*** Dataset records Section Begins ***
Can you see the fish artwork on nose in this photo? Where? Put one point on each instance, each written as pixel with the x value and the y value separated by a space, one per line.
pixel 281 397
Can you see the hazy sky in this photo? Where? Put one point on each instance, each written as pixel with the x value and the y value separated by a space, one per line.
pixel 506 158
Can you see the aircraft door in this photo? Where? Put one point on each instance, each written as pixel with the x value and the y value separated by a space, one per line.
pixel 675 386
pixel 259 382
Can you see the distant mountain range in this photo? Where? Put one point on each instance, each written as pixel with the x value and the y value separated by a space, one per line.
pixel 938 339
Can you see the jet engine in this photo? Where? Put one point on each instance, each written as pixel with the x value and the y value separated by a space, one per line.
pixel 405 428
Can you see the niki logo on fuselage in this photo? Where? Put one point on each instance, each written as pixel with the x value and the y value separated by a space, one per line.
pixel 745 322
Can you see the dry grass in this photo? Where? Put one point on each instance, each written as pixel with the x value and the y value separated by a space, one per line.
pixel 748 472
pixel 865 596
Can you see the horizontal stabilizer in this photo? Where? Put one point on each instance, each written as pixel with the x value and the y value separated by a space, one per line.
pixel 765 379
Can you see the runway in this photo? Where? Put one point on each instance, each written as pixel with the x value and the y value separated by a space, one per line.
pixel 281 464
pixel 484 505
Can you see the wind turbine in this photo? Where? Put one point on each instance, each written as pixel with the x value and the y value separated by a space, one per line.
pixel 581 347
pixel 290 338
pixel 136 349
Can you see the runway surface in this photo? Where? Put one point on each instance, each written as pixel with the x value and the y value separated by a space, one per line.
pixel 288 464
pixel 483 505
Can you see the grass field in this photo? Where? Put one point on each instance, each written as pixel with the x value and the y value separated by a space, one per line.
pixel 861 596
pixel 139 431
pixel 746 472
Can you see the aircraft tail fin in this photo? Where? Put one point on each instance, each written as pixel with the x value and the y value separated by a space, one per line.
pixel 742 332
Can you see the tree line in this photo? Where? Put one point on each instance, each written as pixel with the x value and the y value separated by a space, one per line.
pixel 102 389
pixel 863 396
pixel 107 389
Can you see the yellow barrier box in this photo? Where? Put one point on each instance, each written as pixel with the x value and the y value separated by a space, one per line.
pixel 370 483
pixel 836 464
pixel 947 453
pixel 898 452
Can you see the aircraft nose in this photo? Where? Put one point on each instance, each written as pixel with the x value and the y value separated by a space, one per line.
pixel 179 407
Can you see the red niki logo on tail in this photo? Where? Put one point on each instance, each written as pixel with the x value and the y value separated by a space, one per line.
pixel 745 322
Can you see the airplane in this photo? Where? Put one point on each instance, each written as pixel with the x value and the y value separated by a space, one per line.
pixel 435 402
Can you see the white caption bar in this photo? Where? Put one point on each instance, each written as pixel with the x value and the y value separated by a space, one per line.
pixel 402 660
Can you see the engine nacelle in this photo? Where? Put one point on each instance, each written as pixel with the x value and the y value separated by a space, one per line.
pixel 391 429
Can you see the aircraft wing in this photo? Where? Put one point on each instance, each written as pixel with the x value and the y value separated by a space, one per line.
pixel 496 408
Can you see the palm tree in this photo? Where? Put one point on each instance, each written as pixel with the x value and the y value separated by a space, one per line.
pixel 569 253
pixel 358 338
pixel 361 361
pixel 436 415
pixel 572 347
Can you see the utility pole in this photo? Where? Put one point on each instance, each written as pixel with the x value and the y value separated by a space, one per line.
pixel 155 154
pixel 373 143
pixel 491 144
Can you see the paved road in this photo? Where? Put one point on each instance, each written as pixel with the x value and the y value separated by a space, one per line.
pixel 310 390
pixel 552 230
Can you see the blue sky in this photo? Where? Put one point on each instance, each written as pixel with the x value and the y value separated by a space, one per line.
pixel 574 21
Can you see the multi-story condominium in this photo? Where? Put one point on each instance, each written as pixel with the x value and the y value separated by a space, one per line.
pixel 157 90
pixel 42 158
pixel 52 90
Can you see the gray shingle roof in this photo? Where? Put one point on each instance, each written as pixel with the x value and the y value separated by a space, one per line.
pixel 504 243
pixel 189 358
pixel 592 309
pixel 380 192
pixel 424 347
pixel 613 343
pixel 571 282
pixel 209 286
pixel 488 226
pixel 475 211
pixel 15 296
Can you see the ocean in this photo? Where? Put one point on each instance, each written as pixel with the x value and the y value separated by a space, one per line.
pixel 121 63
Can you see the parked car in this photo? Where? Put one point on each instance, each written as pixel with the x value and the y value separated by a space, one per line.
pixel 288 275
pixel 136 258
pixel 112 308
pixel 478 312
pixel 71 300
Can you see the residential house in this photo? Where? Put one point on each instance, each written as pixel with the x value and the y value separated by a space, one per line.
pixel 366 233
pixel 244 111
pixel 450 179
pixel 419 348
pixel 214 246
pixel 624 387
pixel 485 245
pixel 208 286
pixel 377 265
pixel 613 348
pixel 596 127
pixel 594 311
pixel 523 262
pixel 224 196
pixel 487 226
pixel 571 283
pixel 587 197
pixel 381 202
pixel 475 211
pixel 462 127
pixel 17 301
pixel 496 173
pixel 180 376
*** Dataset records Section Ends ***
**Assignment:**
Repeat each entry above exactly as it appears.

**Solved problem:**
Can you see the fish artwork on nose in this photo? Where? Put one point on each instance, each written as pixel with the x value and the y value separated by a space, one per line.
pixel 281 397
Can you see the hazy sky in this photo? Where? Put one point on each instance, each written as pixel with the x value and the y value separated by a space, one per line.
pixel 506 158
Can you see the aircraft door in this photo? Where? Put one point on each instance, each written as pixel with the x value and the y value separated by a space, one per line.
pixel 675 386
pixel 259 382
Can you see the distant mountain range in this photo? Where? Put one point on each instance, each written as pixel with the x value and the y value separated by a space, one per line.
pixel 938 339
Can you see the jet engine in this photo? Where? Put one point on each instance, each written as pixel with the x value and the y value separated by a space, one per line.
pixel 405 428
Can you see the niki logo on fuselage in this photo? Where? Put one point on each instance, each written as pixel with the x value and the y value separated by a space, one per line.
pixel 745 322
Can you see the dry grass in this photo? Where? Put one point on each instance, each written as pixel with the x value and the y value separated by a space, one per line.
pixel 748 472
pixel 865 596
Can you see the horizontal stabilizer in this photo? Where? Put one point on each instance, each written as pixel with the x value and the y value separated by a space, one per line.
pixel 765 379
Can you see the runway in this photo? Where? Put one point on each instance, each written as pixel with the x value and the y value separated by a space, one per line.
pixel 281 464
pixel 484 505
Can you see the wind turbine in this photo? Where? Put one point on each instance, each written as pixel with the x value and the y value separated by a space, one per line.
pixel 581 347
pixel 290 338
pixel 136 349
Can you see the runway surface in this photo? Where? Put one point on each instance, each written as pixel with the x value and the y value separated by a space, one per line.
pixel 288 464
pixel 483 505
Can you see the grass field in this photo? Where? Put one point on each instance, each written as pixel with the x value and the y value separated by a space, one per line.
pixel 861 596
pixel 139 431
pixel 746 472
Can you see the aircraft tail fin in this photo? Where? Put one point on each instance, each written as pixel with the x value and the y value separated by a space, one per line.
pixel 742 332
Can you see the tree line in this photo? Where? Put one point on each instance, each written as pixel with the x value and the y value separated by a space, one per line.
pixel 102 389
pixel 863 396
pixel 107 389
Can you see the yellow barrier box in this photo? Where? Put one point on each instance, each written as pixel with the x value and the y value separated by a space, one per line.
pixel 370 483
pixel 836 464
pixel 947 453
pixel 898 452
Can you see the aircraft nose in this photo? Where? Put one point on each instance, each written as pixel with the x value and the y value separated by a space, one per line.
pixel 179 407
Can you see the red niki logo on tail in this photo? Where? Put one point on each instance, each written as pixel with the x value and the y value separated by a space, one per line.
pixel 745 322
Can you see the airplane in this photo? Where? Put one point on each instance, each written as pixel with the x value and the y value separated by a space, one per line.
pixel 435 402
Can you see the white caption bar in this photo? Where? Put one point on each instance, each written as pixel with the x value and the y value separated by a space, one per line.
pixel 402 660
Can you see the engine nacelle in this photo? Where? Put one point on each instance, each written as pixel with the x value and the y value separated by a space, one per line.
pixel 391 429
Can you see the aircraft wing in this photo? Where? Put one point on each instance, each written as pixel with the x value and the y value separated by a space, one per line.
pixel 496 408
Can you see the palm tree in this photo? Where? Put one point on each instance, each written as pixel with the x value and the y value separated by a space, one per line.
pixel 569 253
pixel 358 338
pixel 361 361
pixel 436 415
pixel 572 347
Can you see the utility pole in this photo? Where? Put one point on each instance, each written as pixel with the x value and the y value separated by a space, one per line.
pixel 155 154
pixel 373 143
pixel 491 144
Can you see the paved road in this photo? Where? Put one point on each instance, each written as pixel with the x value and the y value separated by a space, one per line.
pixel 310 390
pixel 552 230
Can you see the blue sky in this photo? Where? Put one point on each instance, each written as pixel with the x value and the y value separated by a space, one per line.
pixel 574 21
Can you see the multi-story condominium in this photo? Where? Put one point on each instance, each written as pixel with the x value and the y value separated by a space, one per line.
pixel 157 90
pixel 42 158
pixel 52 90
Can you see the gray shingle roof in this photo? Where? Put one point on each instance, each written as pixel with the x value and the y value separated by a space, one per line.
pixel 504 243
pixel 189 358
pixel 592 309
pixel 380 192
pixel 424 347
pixel 613 343
pixel 571 282
pixel 209 286
pixel 488 226
pixel 475 211
pixel 15 296
Can you see the ocean in this photo? Where? Put one point on each instance, each written as pixel with the x value and the y value separated by a space, one per line.
pixel 121 63
Can you see the parked car in this photo? Where? Put one point on each instance, each written as pixel with the x value and the y value separated by a space, one per line.
pixel 288 275
pixel 136 258
pixel 112 308
pixel 478 312
pixel 71 300
Can you see the residential house in this photo? Where? Put one point on each instance, each written as pixel with the x value and the y value separated by a space, one per line.
pixel 366 233
pixel 244 111
pixel 450 179
pixel 419 348
pixel 214 246
pixel 624 387
pixel 485 245
pixel 208 286
pixel 377 265
pixel 613 348
pixel 596 127
pixel 594 311
pixel 523 262
pixel 224 196
pixel 487 226
pixel 571 283
pixel 587 197
pixel 381 202
pixel 475 211
pixel 462 127
pixel 17 301
pixel 496 173
pixel 180 376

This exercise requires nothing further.